- Description of the task: Please count the lines in the material below that contain the string "plant", with case counting, and give only that number.

- Stored items:
↓

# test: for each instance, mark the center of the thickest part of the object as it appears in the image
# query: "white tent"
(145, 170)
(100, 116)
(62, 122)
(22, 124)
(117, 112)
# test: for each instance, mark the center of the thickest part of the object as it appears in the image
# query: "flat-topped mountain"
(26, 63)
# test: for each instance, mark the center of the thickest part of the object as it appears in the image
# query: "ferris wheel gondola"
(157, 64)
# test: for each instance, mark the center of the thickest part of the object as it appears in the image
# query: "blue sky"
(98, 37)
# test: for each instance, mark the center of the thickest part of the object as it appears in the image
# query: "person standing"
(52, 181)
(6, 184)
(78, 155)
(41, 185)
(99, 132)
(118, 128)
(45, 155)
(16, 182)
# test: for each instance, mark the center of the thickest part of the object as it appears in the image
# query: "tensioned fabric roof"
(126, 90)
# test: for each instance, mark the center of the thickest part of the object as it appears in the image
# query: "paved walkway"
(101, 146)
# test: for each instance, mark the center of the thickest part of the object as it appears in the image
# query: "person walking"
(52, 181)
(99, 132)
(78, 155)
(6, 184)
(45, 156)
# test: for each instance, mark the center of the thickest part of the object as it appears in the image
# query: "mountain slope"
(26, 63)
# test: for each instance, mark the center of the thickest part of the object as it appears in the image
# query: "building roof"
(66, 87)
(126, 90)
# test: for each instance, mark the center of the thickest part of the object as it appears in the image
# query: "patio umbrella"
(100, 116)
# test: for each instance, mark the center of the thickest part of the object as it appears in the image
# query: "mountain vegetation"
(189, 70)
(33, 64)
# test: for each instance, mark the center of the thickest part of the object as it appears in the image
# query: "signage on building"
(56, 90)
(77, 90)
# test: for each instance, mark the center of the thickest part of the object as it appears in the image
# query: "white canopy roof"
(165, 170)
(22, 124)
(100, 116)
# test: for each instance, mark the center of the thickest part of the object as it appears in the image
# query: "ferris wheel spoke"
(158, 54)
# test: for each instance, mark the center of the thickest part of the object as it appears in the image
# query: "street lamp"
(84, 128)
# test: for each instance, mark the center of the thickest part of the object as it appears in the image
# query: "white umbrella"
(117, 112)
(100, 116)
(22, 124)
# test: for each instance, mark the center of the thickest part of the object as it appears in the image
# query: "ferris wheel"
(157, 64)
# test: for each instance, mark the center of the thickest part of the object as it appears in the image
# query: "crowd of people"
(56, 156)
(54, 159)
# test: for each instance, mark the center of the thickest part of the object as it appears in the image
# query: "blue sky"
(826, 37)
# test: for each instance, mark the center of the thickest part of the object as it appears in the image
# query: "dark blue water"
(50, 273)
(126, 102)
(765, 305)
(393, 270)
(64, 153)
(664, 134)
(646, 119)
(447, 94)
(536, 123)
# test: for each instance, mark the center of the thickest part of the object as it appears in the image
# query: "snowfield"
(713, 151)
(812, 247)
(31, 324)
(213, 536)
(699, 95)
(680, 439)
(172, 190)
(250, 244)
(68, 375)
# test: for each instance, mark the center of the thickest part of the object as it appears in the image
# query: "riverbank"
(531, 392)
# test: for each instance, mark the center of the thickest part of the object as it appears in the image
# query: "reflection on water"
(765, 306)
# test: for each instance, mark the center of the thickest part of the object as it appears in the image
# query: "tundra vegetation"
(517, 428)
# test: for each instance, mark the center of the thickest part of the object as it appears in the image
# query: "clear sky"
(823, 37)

↑
↓

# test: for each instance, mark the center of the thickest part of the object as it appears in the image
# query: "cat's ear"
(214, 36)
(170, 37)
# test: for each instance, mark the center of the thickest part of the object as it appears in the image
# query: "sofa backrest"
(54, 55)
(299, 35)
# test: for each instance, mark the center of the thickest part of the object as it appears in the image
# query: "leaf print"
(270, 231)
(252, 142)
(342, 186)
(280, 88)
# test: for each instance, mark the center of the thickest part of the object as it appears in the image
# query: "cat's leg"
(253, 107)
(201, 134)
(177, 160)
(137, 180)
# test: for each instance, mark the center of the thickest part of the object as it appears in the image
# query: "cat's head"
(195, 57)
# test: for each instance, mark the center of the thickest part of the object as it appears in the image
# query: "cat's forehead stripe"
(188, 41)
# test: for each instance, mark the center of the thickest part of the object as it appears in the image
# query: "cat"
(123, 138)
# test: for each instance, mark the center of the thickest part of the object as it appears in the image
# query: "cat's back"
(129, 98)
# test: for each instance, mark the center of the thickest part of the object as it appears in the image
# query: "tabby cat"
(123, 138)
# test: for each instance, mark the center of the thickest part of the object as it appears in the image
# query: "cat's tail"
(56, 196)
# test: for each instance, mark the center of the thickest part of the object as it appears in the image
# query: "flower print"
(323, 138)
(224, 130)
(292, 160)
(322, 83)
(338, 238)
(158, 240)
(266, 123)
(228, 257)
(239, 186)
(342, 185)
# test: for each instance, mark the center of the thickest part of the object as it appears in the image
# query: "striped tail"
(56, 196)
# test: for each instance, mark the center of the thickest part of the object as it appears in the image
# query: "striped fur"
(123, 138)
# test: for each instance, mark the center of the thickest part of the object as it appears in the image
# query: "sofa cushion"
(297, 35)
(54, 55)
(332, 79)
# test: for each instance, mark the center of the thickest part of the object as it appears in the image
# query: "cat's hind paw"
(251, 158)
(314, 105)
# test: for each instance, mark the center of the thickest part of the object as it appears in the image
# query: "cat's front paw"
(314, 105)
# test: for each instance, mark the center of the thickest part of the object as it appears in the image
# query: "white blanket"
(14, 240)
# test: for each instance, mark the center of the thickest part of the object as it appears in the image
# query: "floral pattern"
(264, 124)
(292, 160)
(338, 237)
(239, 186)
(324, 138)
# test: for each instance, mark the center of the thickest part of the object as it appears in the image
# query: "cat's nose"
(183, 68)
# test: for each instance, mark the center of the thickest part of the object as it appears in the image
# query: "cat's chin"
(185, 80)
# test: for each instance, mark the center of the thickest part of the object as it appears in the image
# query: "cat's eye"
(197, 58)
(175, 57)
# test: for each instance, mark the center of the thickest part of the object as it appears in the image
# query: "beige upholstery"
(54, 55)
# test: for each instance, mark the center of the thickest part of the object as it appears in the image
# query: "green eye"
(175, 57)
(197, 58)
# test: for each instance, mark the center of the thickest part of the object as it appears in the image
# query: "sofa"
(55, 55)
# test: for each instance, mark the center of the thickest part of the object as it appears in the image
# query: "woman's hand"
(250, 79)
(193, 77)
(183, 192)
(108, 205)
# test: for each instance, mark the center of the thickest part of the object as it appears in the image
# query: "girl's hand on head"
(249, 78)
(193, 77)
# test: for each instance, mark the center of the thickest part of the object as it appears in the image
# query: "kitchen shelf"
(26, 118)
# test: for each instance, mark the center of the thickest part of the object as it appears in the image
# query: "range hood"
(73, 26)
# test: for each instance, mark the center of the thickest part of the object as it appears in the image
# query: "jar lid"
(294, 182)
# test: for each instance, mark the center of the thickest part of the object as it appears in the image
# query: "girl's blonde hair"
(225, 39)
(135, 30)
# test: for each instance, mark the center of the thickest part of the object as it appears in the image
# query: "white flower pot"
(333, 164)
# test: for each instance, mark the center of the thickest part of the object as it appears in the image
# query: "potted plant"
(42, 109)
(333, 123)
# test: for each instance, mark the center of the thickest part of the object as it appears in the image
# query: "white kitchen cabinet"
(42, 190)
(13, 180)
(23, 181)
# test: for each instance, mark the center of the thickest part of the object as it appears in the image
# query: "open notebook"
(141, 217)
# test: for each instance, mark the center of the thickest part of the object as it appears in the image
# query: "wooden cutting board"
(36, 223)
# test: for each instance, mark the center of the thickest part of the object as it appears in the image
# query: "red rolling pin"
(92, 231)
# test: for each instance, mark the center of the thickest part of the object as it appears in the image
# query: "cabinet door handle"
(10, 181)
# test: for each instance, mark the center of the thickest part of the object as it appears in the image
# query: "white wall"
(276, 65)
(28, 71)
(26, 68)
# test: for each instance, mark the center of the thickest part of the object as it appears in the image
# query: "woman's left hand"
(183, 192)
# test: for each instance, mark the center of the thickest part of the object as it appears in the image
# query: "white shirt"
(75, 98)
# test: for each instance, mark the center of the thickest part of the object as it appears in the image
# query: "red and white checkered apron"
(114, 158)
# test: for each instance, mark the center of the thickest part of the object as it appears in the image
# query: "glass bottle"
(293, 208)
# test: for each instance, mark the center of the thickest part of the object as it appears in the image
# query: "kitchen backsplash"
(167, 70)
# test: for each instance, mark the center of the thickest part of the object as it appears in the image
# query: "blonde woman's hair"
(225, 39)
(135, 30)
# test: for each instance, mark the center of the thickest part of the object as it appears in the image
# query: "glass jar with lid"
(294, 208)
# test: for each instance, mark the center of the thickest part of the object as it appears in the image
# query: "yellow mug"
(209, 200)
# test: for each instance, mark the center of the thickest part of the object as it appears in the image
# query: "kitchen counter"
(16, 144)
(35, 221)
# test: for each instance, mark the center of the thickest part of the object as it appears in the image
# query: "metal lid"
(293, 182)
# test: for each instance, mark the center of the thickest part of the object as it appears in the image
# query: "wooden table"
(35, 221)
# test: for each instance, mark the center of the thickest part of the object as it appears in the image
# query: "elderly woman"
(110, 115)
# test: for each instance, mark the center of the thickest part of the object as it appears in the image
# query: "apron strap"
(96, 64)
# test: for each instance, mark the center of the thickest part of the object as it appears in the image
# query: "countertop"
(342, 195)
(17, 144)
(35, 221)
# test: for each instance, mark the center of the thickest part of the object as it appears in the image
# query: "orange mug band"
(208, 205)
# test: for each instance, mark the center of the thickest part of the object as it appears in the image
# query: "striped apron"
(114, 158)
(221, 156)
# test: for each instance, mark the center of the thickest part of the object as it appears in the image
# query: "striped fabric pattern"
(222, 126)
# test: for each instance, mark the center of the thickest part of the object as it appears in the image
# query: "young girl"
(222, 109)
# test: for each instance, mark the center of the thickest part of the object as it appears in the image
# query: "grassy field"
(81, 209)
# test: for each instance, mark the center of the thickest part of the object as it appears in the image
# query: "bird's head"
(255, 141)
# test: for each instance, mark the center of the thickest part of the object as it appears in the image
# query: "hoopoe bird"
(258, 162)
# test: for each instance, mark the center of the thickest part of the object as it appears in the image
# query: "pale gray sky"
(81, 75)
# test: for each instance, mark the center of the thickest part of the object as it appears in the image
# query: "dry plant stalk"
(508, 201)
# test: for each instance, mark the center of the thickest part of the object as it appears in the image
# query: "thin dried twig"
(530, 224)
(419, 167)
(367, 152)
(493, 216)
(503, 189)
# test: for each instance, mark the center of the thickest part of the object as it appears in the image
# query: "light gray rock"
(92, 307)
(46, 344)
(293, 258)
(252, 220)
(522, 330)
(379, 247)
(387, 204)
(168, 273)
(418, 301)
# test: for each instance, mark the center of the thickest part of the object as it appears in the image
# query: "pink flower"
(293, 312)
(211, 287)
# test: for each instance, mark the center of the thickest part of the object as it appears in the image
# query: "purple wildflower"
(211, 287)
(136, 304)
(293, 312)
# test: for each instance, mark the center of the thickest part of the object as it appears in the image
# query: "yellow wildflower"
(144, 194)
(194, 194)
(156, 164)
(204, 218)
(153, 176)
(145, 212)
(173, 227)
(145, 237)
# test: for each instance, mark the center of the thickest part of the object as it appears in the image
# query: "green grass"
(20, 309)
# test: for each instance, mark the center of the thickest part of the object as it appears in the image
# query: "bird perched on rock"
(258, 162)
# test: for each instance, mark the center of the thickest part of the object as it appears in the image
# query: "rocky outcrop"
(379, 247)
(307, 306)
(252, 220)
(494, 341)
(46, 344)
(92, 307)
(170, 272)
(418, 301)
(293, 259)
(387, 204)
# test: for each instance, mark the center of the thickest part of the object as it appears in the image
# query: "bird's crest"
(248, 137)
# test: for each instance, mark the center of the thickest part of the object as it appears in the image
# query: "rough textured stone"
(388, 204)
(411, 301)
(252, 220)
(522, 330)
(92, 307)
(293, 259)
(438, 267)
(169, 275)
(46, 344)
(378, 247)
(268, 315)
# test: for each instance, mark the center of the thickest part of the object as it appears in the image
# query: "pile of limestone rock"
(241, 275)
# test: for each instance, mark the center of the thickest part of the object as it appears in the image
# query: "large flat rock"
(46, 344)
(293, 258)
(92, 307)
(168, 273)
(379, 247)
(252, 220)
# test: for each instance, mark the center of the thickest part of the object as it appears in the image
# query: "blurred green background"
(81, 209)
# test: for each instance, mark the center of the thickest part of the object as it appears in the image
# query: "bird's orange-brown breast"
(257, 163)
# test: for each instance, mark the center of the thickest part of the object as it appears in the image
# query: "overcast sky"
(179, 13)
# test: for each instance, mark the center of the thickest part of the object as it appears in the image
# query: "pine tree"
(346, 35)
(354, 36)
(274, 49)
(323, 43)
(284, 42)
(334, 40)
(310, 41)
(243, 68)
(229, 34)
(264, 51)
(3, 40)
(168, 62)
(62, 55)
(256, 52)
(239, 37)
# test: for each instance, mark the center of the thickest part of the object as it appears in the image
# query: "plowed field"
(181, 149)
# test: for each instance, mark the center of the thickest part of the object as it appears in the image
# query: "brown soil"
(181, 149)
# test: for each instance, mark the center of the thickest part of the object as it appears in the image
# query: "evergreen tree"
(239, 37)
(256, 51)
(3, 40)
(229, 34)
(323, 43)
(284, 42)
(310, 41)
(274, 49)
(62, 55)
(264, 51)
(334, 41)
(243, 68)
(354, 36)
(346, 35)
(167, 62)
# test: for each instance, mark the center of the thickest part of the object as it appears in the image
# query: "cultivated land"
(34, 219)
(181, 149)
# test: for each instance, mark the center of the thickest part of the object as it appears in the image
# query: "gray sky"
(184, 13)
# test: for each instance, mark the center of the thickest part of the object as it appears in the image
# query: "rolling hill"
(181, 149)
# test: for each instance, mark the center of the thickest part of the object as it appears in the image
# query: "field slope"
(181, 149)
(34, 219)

↑

- Output for this task: 2